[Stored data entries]
━━━━━━━━━━

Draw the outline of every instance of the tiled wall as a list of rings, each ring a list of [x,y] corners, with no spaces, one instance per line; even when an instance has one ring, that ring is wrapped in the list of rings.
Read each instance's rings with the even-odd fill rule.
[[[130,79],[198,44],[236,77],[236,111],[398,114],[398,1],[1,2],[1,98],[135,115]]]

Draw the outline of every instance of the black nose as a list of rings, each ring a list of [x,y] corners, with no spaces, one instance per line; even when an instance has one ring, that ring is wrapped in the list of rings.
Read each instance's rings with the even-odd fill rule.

━━━━━━━━━━

Instruction: Put each line of all the rows above into a numbered list, leaving out the blank lines.

Result of the task:
1. Draw the outline of every instance of the tiled wall as a list of rings, each ring a list of [x,y] corners, with no spaces, one instance per line; even when an instance has one ring, that ring is wrapped in the list of rings.
2. Read each instance's rings with the even-odd fill rule.
3. [[[130,79],[198,44],[236,77],[236,111],[398,114],[398,1],[1,2],[1,98],[135,115]]]
4. Draw the outline of every instance of the black nose as a list of rings, each ring a list of [x,y] corners, with no spaces, one instance per line; even when an instance has one ring, that ring is wrapped in the list of rings.
5. Read each instance's rings with the even-odd fill rule.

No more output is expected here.